--- Фрагмент страницы ---

С недавних пор определение «демократическое» прочно закрепилось за Украинским государством. И хотя есть немало нареканий на форму демократии и способы ее осуществления, никто — даже отечественные коммунисты — не ставит под сомнение именно этот путь развития Украины. Однако, как и любая модель самоорганизации общества, демократия требует глубинного постижения со стороны его управленческих элит. Пока заметно, что уровень понимания крайне низкий, а это позволяет сделать вывод: демократическим украинское общество становится не вследствие осмысленных действий его идейных вождей или нации в целом, а скорее из-за хаотического поворота бурного русла капризной новейшей европейской истории. Поворота, который нашел на духовных просторах украинского архетипа относительно плодородную почву для культивирования демократических идей, но не был ни выпестован, ни инициирован самими украинцами.
Электоральная демократия по-украински
В Украине демократия чаще всего понимается в этимологическом аспекте, то есть подразумевается лишь буквальный перевод с греческого: «демос кратос» — «власть народа». А потому внимание акцентируется на способе управления государством, причем прежде всего на путях завоевания власти. Электоральный элемент действительно является важной составляющей демократии, однако она не сводится только к нему.
Не менее важный вопрос — ради чего завоевывается власть, какие ценности и идеалы она призвана отстаивать. Ибо демократия — это участие граждан не только в выборах, но прежде всего в повседневной публичной жизни общества. Истинная демократия предусматривает сосредоточение в организованных группах народа (так называемом третьем секторе) важных рычагов влияния на сообщество. То есть государство, хотя и остается основным субъектом выполнения публичных функций в обществе, его задачи существенно дополняются развитыми институтами самоорганизации и саморегуляции общин.
Способ избрания власти, ее прозрачность и подконтрольность действительно существенным образом влияют на политический тонус в государстве и служат предохранителем диктатуры, однако сама по себе процедура не является свидетельством существования демократии в том или ином государстве. Гипотетически демократия возможна и без выборов, и даже при отсутствии выбора как такового. Она так же возможна и при недемократических выборах. И наоборот, диктатура легко уживается с выборами, поскольку сущность диктатуры является популистской, так что базируется она на взглядах необразованного большинства.

--- Данные ---

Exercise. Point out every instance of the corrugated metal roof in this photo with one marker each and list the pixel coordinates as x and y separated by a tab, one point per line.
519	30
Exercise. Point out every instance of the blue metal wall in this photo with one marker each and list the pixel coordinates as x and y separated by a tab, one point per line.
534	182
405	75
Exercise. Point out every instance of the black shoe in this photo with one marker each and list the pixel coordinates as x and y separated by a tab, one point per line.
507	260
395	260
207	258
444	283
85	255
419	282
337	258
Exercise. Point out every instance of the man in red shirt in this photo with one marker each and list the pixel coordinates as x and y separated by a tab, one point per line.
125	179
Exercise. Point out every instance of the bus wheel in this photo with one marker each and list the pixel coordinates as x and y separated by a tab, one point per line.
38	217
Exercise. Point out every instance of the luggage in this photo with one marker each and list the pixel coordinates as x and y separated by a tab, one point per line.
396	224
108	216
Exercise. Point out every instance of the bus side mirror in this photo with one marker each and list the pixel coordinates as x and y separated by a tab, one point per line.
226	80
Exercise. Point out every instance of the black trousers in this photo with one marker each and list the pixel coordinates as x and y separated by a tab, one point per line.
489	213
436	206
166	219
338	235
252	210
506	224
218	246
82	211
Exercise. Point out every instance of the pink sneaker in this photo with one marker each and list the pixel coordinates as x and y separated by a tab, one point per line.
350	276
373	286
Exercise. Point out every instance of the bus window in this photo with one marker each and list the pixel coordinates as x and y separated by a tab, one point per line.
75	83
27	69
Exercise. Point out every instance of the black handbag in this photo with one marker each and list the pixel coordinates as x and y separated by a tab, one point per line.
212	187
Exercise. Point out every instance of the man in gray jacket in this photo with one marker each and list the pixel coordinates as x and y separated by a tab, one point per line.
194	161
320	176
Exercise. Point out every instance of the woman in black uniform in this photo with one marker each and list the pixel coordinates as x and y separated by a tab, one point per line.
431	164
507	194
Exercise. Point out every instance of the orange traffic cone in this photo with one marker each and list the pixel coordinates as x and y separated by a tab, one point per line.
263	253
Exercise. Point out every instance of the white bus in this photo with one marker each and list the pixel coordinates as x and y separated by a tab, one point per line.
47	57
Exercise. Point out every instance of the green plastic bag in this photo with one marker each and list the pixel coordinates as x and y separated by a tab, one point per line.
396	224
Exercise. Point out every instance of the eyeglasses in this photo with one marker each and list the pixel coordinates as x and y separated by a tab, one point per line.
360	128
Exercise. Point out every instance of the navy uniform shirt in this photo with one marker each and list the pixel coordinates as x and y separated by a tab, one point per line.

---

→ **Что требуется**:
A - Объясните в одном–трех предложениях, почему, согласно тексту о демократии в Украине, диктатура легко уживается с выборами.
B - Установите, согласуются ли с текстом о демократии в Украине следующие утверждения: (i) отечественные коммунисты ставят под сомнение демократический путь развития Украины; (ii) демократия гипотетически возможна и без выборов; (iii) государство перестает быть основным субъектом выполнения публичных функций в обществе. Для каждого утверждения ответьте «да» или «нет» и приведите дословно решающие слова текста.
C - Подхватите изложение текста о демократии в Украине и продолжите его после последнего приведенного предложения.
Материал представлен отдельно от текста и с ним не связан.

→ **Итоговые ответы**:
A - Диктатура легко уживается с выборами, поскольку ее сущность популистская. Поэтому она опирается на взгляды необразованного большинства.

B -
(i) Нет: «никто — даже отечественные коммунисты — не ставит под сомнение именно этот путь развития Украины».
(ii) Да: «Гипотетически демократия возможна и без выборов».
(iii) Нет: «государство, хотя и остается основным субъектом выполнения публичных функций в обществе».

C -
Каждый диктатор с легкостью готов пройти горнило прозрачных выборов, поскольку его популярность в народе часто намного выше, чем у демократических правителей. Дилемма эта усложняется тем, что во многих секторах экономической и политической жизни общества логика авторитарных действий представляется значительно более уместной, чем логика действий демократических. Истории известно множество примеров, когда именно авторитарным режимам удавалось осуществить экономический или политический прорыв государства. Индустриальные скачки Сталина и Гитлера были бы просто невозможны при поступательно-размеренном эволюционном развитии советского и немецкого народов, без мобилизации всех ресурсов общества. Хорошо помним политическую и человеческую цену, заплаченную за такой экономический бум, однако знаем также, что для многих благодарных избирателей, точно по Маяковскому, «единица — нуль!».
Поэтому следует избегать присущего нам подсознательного желания обосновывать свой исторический выбор демократического развития реликтовыми формулами: черный — белый, добрый — злой, правильный — ошибочный, полезный — вредный. Украина является демократической не потому, что этот путь «хороший» или «единственно правильный», а потому, что, как и для большинства других европейских народов, именно демократия — наиболее естественный способ самоорганизации нашего общества.
Не следует отождествлять демократию с единственно возможным форматом осуществления отношений «власть — народ». Демократия, как поэзия, — это скорее состояние души и общественной самоорганизации. Существуют сообщества, для которых такое состояние приемлемо, но есть и другие, не готовые функционировать в заданной демократией системе координат. Поэтому призывы построить демократию, например, в Ираке являются популизмом: каждый опытный управленец прекрасно понимает, что это бред. Шедевр от безвкусицы может отличаться лишь полутонами и деликатными акцентами. Так же и навязанные ценности кажутся сообществу, не готовому и не желающему их принимать, по меньшей мере искусственными и непродуктивными.
Конкуренция как необходимая предпосылка свободы
Демократию невозможно «экспортировать», ее надо взлелеять, основываясь на исторических, ментальных, социокультурных элементах той или иной политической нации. Как качественное вино, демократия должна веками настаиваться, впитывая в себя те или иные черты, присущие именно данному обществу. Лишь тогда она будет органичной и эффективной.
Главной и непременной предпосылкой существования демократии является конкуренция идей в обществе и свобода их высказывания. По аналогии с «невидимой рукой рынка» Адама Смита, которая осуществляет наиболее эффективное управление в экономической сфере, политическая свобода высказывания, даже в своей отрицательной форме «свободы от», стимулирует конкуренцию идей, а следовательно, творит в обществе полифонический «мультилог». Пройдя апробацию общественным мнением, «свобода от» со временем превращается в положительную свободу, «свободу для», которую можно назвать в социокультурном смысле добавленной стоимостью. Обычно даже хаотическое блуждание на ощупь свободой слова (что так часто замечаем в последние годы в Украине) в конце концов заканчивается выходом общества к «обетованной земле» — территории позитивной свободы.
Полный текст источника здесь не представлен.